From our Minister

From our Minister

We have something of a mixed blessing on the driveway of the manse. Bushes lining the driveway and going through into the rear garden have briars growing through the middle of them. As they have the sun shining on them most of the day the briars come through on our side: I’ve noticed there are no signs of them in the neighbour’s garden. Over the last few weeks, they have been laden with a heavy crop of blackberries.

It’s very convenient to be able to walk out of the front door and pick a dish of ripe blackberries: unfortunately, the briars are there for the whole year. When I trim the hedges and cut back the briars, the hedge looks tidy; for a short time. But the briars come back with a vengeance. Where there was one branch, once cut it becomes two or even three branches. Last year, I tried going to the root of the problem and cutting them off at ground level, and as they started shooting again poisoning them with Roundup. It didn’t work! Not sure what to do about it; I’m open to suggestions.

Last year we had a glut of apples, this year not so many. Walking in the fields behind the house there are damsons, apples, pears and rosehips in abundance all being left to fall and rot. All edible. We are in the season of harvest but so often the harvest displays are full of what we have bought from a store, not what we have collected ourselves from the fields or garden. This isn’t to criticise what we give as most of it goes to the foodbank to help those in need; but a question of why is so much of what grows around us
unused?

(Collected data)
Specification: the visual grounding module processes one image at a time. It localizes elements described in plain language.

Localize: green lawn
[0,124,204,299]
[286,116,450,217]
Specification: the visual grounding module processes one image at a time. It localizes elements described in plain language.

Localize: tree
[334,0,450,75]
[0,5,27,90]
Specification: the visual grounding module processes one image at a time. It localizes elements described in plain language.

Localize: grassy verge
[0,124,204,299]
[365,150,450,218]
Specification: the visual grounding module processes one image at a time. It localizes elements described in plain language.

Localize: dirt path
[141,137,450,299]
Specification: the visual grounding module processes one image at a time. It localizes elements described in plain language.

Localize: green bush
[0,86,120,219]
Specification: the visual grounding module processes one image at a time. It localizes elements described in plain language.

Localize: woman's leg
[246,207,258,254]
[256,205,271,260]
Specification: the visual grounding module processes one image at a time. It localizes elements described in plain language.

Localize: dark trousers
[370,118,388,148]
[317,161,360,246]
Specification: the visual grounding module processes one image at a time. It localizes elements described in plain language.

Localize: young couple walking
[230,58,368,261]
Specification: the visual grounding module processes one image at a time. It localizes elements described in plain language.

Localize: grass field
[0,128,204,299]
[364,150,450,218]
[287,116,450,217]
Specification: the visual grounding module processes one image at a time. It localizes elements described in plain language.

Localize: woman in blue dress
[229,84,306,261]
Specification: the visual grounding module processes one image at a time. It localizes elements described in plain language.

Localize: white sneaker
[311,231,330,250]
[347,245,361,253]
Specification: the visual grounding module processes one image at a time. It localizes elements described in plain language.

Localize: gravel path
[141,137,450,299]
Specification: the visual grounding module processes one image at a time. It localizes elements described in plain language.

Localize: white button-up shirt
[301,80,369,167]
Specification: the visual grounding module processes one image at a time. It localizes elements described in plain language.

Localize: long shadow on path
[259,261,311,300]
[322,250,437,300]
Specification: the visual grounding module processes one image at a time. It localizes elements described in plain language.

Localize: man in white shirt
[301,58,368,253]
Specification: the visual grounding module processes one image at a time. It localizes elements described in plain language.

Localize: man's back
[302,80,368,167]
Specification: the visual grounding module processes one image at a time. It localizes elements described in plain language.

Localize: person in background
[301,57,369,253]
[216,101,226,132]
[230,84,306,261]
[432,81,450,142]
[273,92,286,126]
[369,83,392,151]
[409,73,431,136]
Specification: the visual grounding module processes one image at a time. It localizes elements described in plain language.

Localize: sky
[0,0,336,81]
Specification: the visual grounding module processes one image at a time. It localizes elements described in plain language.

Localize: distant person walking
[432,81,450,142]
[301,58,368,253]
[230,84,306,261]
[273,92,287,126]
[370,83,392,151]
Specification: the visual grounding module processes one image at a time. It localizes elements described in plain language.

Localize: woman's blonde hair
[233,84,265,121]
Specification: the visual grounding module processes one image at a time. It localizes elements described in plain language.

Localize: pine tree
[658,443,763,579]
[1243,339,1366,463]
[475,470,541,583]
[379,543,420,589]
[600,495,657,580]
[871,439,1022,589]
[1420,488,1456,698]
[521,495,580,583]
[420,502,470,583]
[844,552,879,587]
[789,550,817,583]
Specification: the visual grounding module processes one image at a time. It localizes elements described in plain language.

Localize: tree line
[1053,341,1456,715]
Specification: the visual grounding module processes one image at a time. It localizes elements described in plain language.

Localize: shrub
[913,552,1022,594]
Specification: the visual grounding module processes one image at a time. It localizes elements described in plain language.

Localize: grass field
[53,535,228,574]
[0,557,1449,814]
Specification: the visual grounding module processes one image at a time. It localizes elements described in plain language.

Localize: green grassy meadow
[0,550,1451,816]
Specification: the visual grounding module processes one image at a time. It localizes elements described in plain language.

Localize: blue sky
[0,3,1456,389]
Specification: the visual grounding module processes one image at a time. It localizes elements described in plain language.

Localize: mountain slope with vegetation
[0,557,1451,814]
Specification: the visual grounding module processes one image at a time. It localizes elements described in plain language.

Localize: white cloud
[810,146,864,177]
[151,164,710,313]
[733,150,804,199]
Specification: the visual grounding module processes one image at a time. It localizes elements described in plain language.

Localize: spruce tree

#### [Problems to solve]
a) Extract from the minister's letter the passage starting with "It’s very convenient" and going on through "open to suggestions.", copied word for word.
b) Extend the minister's letter about the driveway briars and the unused harvest, writing on from its final sentence.

#### [Responses by task]
a)
It’s very convenient to be able to walk out of the front door and pick a dish of ripe blackberries: unfortunately, the briars are there for the whole year. When I trim the hedges and cut back the briars, the hedge looks tidy; for a short time. But the briars come back with a vengeance. Where there was one branch, once cut it becomes two or even three branches. Last year, I tried going to the root of the problem and cutting them off at ground level, and as they started shooting again poisoning them with Roundup. It didn’t work! Not sure what to do about it; I’m open to suggestions.

b)
Some years ago, I visited a leper colony in Romania during harvest time. The villagers were collecting every item of food from field, garden and hedgerow in readiness for the long cold winter. There was an abundance; their problem was how to preserve the crops through the coming months. We had several thousand cases of army 10-man ration packs to distribute as we travelled. Much of what was in the packs was ignored; they didn’t seem impressed by army tinned curry or beans and sausages. Two items were very much appreciated: chocolate bars and 1lb tins of sugar. When the villagers found the sugar in the packs, they became excited. They opened all the packs they had been given and put the tins of sugar in a secure store. This would enable them to preserve many of the soft crops that would normally decay relatively quickly.

After the flood God made a promise:
While the earth remains, seedtime and harvest, cold and heat, summer and winter, day and night, shall not cease.” Genesis 8:22

God’s over-generous provision in field, hedgerow, garden, supermarket is all a cause for us to praise and glorify him. But, in scripture harvest is also a time to share; to remember those who don’t have the means to enjoy the abundance. I like the notice Sevenoaks Larder, who we support, have on their web page:
“Our principles are simple: Fresh Food, Choice, given with Kindness & Compassion. We believe that a single action can make a difference in the community, and collective actions can make the world a better place.”